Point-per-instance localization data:
++++++

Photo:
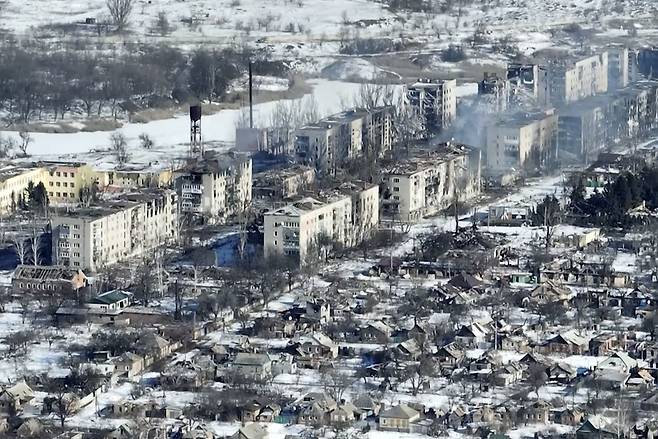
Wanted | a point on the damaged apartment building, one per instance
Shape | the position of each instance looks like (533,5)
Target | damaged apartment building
(279,184)
(433,102)
(521,142)
(430,181)
(586,126)
(115,230)
(215,187)
(302,229)
(528,84)
(330,142)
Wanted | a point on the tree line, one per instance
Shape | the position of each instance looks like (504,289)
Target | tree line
(38,81)
(610,205)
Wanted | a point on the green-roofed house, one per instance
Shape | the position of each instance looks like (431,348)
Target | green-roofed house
(398,418)
(114,300)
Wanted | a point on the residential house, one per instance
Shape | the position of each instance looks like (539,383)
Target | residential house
(13,398)
(152,343)
(569,343)
(450,355)
(367,405)
(562,373)
(313,349)
(547,292)
(603,344)
(257,366)
(130,364)
(31,428)
(473,335)
(568,416)
(54,279)
(537,412)
(409,349)
(398,418)
(251,431)
(111,301)
(269,327)
(618,361)
(315,408)
(376,332)
(596,427)
(508,374)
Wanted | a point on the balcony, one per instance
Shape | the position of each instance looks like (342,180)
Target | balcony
(192,189)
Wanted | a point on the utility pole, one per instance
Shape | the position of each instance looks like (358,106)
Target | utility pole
(251,98)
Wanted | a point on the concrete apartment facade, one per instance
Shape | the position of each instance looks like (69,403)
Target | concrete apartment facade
(13,183)
(336,139)
(434,104)
(619,70)
(347,216)
(427,183)
(521,141)
(94,237)
(575,80)
(65,180)
(528,82)
(278,184)
(215,188)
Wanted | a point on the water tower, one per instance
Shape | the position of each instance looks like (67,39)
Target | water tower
(196,146)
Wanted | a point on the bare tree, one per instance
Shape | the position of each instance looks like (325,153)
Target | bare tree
(120,11)
(371,96)
(335,382)
(36,244)
(26,139)
(162,25)
(20,247)
(146,141)
(119,145)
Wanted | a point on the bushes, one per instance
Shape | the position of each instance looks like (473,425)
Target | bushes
(36,80)
(453,54)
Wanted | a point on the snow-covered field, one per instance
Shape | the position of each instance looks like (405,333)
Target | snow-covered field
(171,136)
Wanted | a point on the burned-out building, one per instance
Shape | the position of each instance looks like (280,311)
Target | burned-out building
(215,187)
(332,141)
(528,82)
(494,90)
(277,184)
(434,103)
(521,141)
(575,78)
(429,181)
(582,130)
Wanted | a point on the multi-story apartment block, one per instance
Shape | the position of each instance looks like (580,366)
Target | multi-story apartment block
(93,237)
(521,141)
(132,177)
(528,82)
(618,68)
(345,216)
(278,184)
(344,136)
(65,180)
(582,130)
(494,90)
(434,104)
(574,80)
(429,182)
(14,180)
(216,187)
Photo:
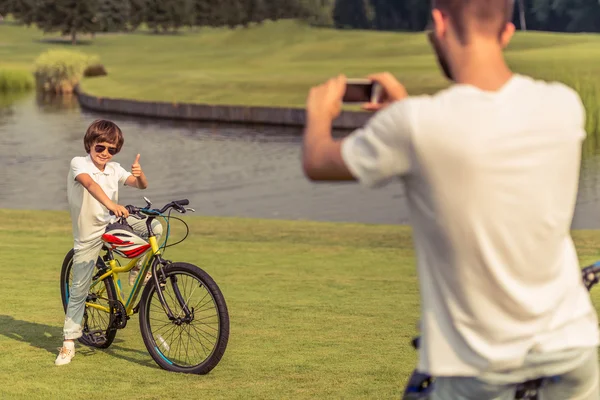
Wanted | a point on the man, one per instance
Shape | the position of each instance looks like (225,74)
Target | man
(490,167)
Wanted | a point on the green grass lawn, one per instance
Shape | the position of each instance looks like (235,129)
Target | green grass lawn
(318,310)
(276,63)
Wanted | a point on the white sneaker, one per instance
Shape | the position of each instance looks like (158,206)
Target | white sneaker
(135,271)
(65,356)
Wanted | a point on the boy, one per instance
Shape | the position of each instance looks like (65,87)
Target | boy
(93,191)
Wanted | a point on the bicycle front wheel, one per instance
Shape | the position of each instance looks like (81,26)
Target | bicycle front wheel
(97,323)
(193,344)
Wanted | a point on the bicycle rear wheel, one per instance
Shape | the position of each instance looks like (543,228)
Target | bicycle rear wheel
(189,345)
(98,327)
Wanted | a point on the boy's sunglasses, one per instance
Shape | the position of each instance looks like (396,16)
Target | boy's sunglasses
(100,149)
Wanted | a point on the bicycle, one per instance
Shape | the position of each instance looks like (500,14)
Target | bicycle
(420,385)
(178,301)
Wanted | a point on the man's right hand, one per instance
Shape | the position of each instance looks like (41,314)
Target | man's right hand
(119,210)
(392,91)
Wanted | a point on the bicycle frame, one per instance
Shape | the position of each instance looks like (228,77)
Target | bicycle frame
(114,270)
(153,258)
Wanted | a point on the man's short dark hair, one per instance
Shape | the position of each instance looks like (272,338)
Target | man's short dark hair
(481,16)
(103,130)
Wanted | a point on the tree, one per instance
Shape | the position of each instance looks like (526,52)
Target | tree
(137,13)
(351,14)
(25,11)
(69,17)
(256,11)
(113,15)
(522,15)
(167,15)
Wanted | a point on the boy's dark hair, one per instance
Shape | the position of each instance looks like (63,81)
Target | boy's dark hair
(102,130)
(484,16)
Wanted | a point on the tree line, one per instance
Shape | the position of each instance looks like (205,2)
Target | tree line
(71,17)
(413,15)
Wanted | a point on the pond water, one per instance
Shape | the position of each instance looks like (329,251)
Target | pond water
(224,170)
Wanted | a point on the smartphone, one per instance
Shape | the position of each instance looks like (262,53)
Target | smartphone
(362,91)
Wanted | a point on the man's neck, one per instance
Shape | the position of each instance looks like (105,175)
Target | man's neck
(482,66)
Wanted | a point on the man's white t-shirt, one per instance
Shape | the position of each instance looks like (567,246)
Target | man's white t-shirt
(491,181)
(88,216)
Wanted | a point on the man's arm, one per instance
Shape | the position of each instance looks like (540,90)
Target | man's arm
(322,156)
(96,191)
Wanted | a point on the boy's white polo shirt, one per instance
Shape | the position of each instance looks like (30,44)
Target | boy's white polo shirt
(491,181)
(88,216)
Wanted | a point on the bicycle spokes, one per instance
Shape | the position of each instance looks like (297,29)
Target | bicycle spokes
(191,335)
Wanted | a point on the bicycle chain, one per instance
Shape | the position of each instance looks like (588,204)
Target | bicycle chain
(120,316)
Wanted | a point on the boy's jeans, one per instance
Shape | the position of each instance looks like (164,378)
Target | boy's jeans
(84,261)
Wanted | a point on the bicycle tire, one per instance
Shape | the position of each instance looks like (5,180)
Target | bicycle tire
(212,288)
(87,338)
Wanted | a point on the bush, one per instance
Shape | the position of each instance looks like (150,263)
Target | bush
(59,71)
(15,81)
(95,70)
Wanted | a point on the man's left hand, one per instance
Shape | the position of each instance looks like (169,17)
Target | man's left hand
(136,168)
(325,100)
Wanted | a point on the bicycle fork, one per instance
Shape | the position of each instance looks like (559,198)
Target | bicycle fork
(160,283)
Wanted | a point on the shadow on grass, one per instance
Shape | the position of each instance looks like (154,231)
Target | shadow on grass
(49,338)
(65,41)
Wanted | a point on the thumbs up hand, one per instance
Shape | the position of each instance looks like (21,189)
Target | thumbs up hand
(136,169)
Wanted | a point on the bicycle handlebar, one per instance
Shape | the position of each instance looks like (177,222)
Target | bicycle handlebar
(177,205)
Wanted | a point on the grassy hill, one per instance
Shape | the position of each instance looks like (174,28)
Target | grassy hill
(318,310)
(276,63)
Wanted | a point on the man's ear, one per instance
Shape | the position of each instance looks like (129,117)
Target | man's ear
(440,23)
(507,34)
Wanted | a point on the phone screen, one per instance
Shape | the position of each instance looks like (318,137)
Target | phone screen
(358,92)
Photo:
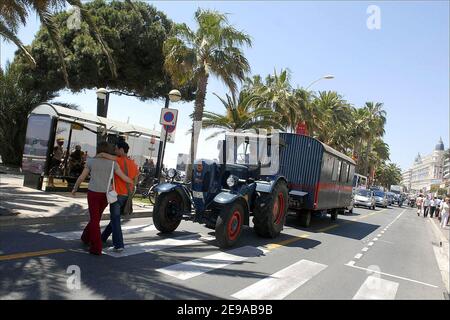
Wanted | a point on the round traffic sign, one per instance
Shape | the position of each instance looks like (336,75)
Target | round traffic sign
(169,116)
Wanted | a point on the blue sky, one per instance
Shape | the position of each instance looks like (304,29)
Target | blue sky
(405,64)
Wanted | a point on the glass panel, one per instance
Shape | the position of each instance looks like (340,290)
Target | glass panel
(36,143)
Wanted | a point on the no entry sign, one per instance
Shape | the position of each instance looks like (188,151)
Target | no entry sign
(168,117)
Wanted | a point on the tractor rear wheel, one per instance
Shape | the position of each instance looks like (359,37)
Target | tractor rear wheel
(229,224)
(270,211)
(167,206)
(304,217)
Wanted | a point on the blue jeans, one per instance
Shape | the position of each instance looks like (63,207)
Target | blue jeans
(114,225)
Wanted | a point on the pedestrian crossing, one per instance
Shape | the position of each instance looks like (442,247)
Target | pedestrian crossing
(277,285)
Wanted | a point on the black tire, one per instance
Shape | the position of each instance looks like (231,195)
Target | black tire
(166,205)
(270,211)
(304,218)
(334,215)
(229,224)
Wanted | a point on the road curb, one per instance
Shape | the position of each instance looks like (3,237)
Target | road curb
(9,221)
(441,252)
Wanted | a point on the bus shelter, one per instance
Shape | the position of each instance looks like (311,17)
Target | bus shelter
(77,133)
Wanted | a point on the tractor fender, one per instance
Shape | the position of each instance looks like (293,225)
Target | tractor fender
(169,187)
(225,198)
(267,186)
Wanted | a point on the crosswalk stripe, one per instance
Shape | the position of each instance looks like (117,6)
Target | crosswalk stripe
(75,235)
(376,288)
(193,268)
(282,283)
(158,245)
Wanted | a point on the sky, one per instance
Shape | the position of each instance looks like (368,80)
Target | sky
(404,64)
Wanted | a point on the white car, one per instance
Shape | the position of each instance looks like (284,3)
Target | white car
(364,198)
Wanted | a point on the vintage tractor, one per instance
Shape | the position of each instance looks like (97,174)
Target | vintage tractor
(290,171)
(223,196)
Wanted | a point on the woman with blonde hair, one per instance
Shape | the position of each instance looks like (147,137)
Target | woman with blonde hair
(100,170)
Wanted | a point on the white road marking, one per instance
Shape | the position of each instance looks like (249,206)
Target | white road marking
(377,288)
(158,245)
(282,283)
(76,235)
(193,268)
(391,275)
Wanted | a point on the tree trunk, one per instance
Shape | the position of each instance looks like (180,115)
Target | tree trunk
(197,115)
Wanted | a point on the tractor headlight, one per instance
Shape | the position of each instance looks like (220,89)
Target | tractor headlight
(172,173)
(232,181)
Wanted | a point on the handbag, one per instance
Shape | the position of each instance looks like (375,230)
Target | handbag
(128,208)
(111,194)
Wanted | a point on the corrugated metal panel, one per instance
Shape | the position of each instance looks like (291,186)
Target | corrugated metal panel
(300,163)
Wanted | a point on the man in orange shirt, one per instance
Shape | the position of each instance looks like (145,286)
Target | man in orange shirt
(124,190)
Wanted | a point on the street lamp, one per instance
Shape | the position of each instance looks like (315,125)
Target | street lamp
(173,96)
(326,77)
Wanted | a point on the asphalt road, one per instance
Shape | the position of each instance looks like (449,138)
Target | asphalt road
(381,254)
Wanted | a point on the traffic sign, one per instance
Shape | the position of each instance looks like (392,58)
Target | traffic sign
(168,117)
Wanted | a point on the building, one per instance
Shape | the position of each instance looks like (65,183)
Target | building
(426,170)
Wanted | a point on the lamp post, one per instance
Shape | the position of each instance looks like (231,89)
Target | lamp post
(173,96)
(326,77)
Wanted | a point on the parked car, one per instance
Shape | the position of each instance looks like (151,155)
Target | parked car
(391,198)
(380,199)
(364,198)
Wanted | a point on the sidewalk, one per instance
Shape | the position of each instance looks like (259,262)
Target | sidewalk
(20,205)
(441,250)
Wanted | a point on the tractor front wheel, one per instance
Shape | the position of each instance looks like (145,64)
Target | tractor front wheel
(270,212)
(229,224)
(165,212)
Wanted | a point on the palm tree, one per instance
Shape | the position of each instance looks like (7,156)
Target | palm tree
(213,49)
(376,120)
(242,114)
(14,13)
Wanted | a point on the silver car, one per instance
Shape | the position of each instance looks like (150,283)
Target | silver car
(380,198)
(364,198)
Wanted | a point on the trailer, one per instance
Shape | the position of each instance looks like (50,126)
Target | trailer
(259,176)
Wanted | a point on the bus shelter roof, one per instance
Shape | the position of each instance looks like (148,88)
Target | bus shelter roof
(88,118)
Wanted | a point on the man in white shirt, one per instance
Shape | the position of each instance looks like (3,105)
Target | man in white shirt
(432,207)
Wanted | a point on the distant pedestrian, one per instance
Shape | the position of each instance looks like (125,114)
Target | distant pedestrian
(100,174)
(124,191)
(426,206)
(445,207)
(438,205)
(432,207)
(419,203)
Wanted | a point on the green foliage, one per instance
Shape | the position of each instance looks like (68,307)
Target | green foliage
(135,35)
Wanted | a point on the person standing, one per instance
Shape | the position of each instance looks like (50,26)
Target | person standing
(438,205)
(426,206)
(124,191)
(432,207)
(100,170)
(419,203)
(445,208)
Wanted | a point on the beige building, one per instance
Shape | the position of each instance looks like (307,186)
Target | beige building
(426,170)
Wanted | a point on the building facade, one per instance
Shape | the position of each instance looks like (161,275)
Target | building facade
(426,171)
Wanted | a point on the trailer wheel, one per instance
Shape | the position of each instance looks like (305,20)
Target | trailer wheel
(167,205)
(270,212)
(229,224)
(304,217)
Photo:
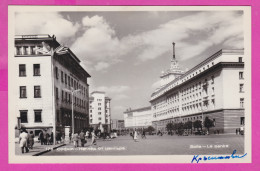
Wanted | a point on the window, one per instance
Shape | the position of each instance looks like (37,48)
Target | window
(241,75)
(22,70)
(23,115)
(58,115)
(23,92)
(242,120)
(57,93)
(65,78)
(36,69)
(241,88)
(69,80)
(33,50)
(18,50)
(213,103)
(212,79)
(57,73)
(37,116)
(37,91)
(242,102)
(61,74)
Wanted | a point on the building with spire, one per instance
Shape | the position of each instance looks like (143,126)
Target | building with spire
(172,73)
(214,88)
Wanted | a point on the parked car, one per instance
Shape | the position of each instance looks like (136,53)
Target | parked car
(200,133)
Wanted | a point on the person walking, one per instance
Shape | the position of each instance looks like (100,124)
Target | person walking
(23,140)
(82,138)
(51,138)
(76,139)
(44,136)
(93,136)
(143,134)
(135,136)
(41,138)
(31,140)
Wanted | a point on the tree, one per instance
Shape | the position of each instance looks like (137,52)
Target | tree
(197,124)
(208,123)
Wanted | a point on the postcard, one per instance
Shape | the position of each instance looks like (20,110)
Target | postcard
(129,84)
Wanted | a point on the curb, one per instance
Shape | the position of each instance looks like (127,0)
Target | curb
(45,151)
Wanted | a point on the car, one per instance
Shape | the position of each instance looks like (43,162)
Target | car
(200,133)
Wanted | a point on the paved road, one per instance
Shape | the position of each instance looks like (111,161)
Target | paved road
(159,145)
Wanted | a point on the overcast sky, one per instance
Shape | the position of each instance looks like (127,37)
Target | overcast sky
(125,52)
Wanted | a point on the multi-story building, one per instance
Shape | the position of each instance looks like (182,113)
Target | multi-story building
(214,89)
(41,79)
(117,124)
(138,118)
(100,111)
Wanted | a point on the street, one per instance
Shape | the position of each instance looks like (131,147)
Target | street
(158,145)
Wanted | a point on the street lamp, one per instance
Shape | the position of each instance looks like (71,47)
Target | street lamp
(72,91)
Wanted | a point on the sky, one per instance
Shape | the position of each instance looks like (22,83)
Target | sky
(125,52)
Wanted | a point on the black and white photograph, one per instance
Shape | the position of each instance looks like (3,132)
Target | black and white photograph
(129,84)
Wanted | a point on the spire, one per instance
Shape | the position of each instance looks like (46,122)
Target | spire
(173,47)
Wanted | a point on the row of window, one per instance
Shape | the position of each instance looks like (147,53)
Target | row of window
(27,50)
(37,92)
(68,80)
(66,97)
(37,116)
(36,70)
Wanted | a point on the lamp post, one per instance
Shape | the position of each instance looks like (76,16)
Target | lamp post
(72,91)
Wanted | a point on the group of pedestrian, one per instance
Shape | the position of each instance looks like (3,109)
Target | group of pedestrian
(81,137)
(26,141)
(46,138)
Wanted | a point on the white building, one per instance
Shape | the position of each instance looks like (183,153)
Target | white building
(41,73)
(214,88)
(138,118)
(100,111)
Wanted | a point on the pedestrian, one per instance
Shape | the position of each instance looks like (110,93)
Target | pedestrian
(93,136)
(48,139)
(70,136)
(23,140)
(58,137)
(82,138)
(87,134)
(76,139)
(143,134)
(44,136)
(31,140)
(51,138)
(41,137)
(135,136)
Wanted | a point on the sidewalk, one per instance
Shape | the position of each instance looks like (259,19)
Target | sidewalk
(38,149)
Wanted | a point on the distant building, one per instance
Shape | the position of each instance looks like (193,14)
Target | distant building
(117,124)
(100,111)
(138,118)
(43,73)
(214,89)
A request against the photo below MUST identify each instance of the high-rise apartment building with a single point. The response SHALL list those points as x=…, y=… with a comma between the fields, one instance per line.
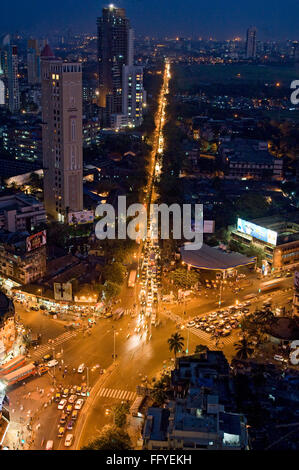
x=62, y=135
x=115, y=49
x=121, y=90
x=13, y=80
x=251, y=42
x=33, y=61
x=134, y=96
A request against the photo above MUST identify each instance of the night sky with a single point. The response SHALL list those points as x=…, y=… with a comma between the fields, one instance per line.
x=220, y=19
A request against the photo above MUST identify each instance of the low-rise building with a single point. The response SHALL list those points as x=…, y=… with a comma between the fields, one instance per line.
x=23, y=140
x=203, y=414
x=21, y=212
x=250, y=159
x=22, y=256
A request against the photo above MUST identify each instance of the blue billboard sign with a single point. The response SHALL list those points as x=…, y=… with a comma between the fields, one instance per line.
x=256, y=231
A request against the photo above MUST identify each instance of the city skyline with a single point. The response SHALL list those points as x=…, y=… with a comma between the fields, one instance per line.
x=189, y=18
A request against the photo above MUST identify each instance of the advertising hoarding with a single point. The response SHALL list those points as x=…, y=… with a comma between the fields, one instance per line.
x=36, y=241
x=256, y=231
x=63, y=291
x=80, y=217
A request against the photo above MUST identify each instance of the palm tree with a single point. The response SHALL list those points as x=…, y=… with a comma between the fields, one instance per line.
x=176, y=343
x=244, y=349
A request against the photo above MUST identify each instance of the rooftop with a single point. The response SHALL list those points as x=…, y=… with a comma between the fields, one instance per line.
x=213, y=258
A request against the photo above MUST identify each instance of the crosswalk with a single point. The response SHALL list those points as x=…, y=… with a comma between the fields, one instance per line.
x=225, y=340
x=45, y=348
x=117, y=394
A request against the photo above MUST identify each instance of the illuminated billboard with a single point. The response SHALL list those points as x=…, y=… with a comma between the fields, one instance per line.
x=36, y=241
x=80, y=217
x=256, y=231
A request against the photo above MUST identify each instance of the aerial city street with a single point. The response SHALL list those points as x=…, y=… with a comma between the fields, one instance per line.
x=149, y=229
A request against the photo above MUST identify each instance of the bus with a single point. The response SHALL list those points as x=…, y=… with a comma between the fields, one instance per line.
x=12, y=365
x=118, y=313
x=135, y=409
x=132, y=278
x=20, y=374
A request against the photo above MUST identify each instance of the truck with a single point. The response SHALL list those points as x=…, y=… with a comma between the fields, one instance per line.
x=132, y=278
x=19, y=374
x=12, y=365
x=271, y=285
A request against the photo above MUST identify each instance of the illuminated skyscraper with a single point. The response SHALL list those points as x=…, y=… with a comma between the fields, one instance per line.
x=13, y=80
x=62, y=135
x=251, y=42
x=33, y=61
x=115, y=49
x=134, y=97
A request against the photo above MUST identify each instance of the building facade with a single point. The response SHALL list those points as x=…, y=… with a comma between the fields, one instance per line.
x=202, y=415
x=18, y=261
x=23, y=140
x=251, y=42
x=62, y=136
x=21, y=212
x=134, y=96
x=13, y=80
x=7, y=325
x=33, y=62
x=115, y=49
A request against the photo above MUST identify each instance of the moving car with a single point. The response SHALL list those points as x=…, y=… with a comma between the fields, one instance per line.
x=52, y=363
x=79, y=404
x=72, y=399
x=63, y=418
x=68, y=440
x=70, y=425
x=61, y=404
x=61, y=431
x=49, y=445
x=69, y=409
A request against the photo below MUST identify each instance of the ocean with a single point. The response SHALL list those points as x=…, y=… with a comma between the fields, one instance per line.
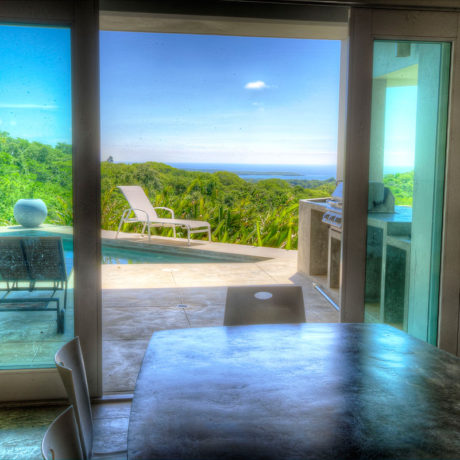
x=269, y=171
x=260, y=171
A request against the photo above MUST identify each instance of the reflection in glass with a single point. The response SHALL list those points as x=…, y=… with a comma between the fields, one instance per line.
x=36, y=218
x=406, y=178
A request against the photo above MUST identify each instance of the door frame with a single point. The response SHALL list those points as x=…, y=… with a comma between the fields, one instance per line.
x=82, y=17
x=367, y=25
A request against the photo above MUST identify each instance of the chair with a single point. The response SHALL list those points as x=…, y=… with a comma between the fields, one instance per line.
x=264, y=305
x=144, y=212
x=71, y=368
x=31, y=264
x=61, y=440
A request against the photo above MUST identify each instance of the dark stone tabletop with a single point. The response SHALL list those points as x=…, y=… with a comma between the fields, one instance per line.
x=317, y=391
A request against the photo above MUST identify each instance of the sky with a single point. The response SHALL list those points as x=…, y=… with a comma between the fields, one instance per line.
x=35, y=84
x=206, y=98
x=180, y=98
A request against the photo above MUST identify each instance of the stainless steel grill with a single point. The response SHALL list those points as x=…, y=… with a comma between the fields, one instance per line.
x=333, y=216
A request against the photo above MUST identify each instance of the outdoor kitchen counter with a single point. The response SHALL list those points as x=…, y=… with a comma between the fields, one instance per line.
x=295, y=391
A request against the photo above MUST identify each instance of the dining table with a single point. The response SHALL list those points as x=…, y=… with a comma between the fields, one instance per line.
x=295, y=391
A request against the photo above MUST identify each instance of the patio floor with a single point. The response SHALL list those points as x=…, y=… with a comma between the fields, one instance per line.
x=139, y=299
x=143, y=298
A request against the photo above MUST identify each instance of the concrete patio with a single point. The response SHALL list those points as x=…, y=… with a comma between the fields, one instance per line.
x=140, y=299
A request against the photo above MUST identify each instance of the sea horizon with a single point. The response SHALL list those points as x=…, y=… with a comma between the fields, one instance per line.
x=289, y=172
x=254, y=171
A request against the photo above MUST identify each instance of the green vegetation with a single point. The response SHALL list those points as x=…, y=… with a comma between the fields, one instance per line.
x=261, y=213
x=34, y=170
x=402, y=187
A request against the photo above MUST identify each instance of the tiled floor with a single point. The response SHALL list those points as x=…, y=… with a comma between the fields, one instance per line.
x=141, y=299
x=22, y=429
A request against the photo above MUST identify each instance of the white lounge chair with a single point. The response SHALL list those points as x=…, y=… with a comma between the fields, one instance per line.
x=144, y=212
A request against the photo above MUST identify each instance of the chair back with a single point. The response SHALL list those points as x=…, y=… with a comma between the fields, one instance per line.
x=32, y=259
x=69, y=362
x=13, y=265
x=138, y=201
x=264, y=305
x=61, y=440
x=45, y=256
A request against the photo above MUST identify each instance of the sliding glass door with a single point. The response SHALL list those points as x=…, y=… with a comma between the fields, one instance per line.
x=36, y=209
x=410, y=90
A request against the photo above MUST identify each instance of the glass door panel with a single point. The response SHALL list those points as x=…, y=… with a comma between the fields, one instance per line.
x=36, y=237
x=406, y=181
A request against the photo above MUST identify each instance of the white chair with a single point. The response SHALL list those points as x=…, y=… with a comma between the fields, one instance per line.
x=71, y=368
x=61, y=440
x=264, y=305
x=145, y=213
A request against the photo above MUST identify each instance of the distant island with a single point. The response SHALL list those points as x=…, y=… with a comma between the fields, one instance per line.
x=261, y=213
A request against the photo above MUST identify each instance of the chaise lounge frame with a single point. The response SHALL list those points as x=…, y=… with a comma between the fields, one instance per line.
x=26, y=261
x=145, y=213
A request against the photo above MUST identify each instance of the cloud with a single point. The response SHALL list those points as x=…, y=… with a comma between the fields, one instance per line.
x=259, y=84
x=29, y=106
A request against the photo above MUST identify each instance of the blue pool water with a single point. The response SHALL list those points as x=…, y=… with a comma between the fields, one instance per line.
x=151, y=255
x=120, y=255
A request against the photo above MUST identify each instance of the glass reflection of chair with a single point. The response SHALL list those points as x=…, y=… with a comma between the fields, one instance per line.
x=32, y=264
x=71, y=368
x=264, y=305
x=61, y=440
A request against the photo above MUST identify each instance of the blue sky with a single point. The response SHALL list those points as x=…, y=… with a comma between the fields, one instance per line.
x=35, y=84
x=204, y=98
x=192, y=98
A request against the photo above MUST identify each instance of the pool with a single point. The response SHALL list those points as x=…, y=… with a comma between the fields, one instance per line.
x=166, y=255
x=149, y=254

++++++

Work instruction: Working from the data above, extract solely the lines from the one containing "Wanted | a point on the thumbs" through the one containing "Shape | the position of each instance looks like (129,117)", exactly as they appear, both included.

Solved exercise:
Wanted | a point on the thumbs up hand, one per instance
Shape | the position of each instance looks like (21,189)
Target | thumbs up hand
(136,169)
Wanted | a point on the bicycle handlebar, one per instance
Shape | the position of each instance looks like (177,222)
Target | bicycle handlebar
(177,205)
Wanted | a point on the grassy hill, one per instance
Shape | the position of each instance looks like (174,28)
Target | grassy hill
(318,310)
(276,63)
Wanted | a point on the man's ear, one per instance
Shape | the position of each instance looks like (129,117)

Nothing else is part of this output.